((

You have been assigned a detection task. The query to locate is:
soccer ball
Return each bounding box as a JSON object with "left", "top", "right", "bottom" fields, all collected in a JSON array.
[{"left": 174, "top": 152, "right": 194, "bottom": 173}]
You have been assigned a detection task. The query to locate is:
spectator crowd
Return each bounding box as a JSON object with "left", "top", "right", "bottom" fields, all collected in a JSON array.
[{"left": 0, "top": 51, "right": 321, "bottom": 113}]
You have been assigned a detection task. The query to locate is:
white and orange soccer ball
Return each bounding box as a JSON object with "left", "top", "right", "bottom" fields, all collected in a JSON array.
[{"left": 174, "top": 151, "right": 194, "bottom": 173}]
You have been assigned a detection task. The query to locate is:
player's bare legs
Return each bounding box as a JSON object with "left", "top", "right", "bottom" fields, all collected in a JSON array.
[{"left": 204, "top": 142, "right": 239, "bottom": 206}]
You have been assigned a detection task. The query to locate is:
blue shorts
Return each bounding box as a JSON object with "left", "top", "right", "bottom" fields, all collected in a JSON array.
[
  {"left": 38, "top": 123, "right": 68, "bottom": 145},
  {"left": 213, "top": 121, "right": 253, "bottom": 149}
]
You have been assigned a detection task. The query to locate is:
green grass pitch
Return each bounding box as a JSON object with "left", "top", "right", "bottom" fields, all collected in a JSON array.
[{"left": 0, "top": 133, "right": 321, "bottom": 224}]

))

> [INSTRUCTION]
Exactly reproduce every line found in the records.

> [ANSWER TO THE EXERCISE]
You have been assigned a detection task. The query to locate is:
soccer ball
Return each bounding box as a JSON object with "left", "top", "right", "bottom" fields, all collected in a JSON array.
[{"left": 174, "top": 152, "right": 194, "bottom": 173}]
You have been assigned a detection task. The query to locate is:
spectator crowd
Return each bounding box as a JSON object with "left", "top", "right", "bottom" fields, all collected in a JSON array.
[{"left": 0, "top": 51, "right": 321, "bottom": 113}]
You have been assigned a detection task. The query to locate is:
white and orange soccer ball
Return each bounding box as a JSON object with "left", "top", "right", "bottom" fields, all collected in a JSON array.
[{"left": 174, "top": 151, "right": 194, "bottom": 173}]
You have been assigned a detection task. The query to locate is:
player's bare legs
Return each bounding box as a JSON object with "left", "top", "right", "bottom" fields, all collected in a JSON array.
[{"left": 204, "top": 142, "right": 239, "bottom": 206}]
You have been assigned a detection task. The query to locate is:
blue shorts
Return each bounding box as a JSON object with "left", "top", "right", "bottom" fields, all collected in a JSON array.
[
  {"left": 38, "top": 123, "right": 68, "bottom": 145},
  {"left": 213, "top": 121, "right": 253, "bottom": 149}
]
You have been assigned a detection task. The query to locate is:
green grass pitch
Return each bounding box as a JSON object with "left", "top", "right", "bottom" fields, all collected in a JSON array.
[{"left": 0, "top": 133, "right": 321, "bottom": 224}]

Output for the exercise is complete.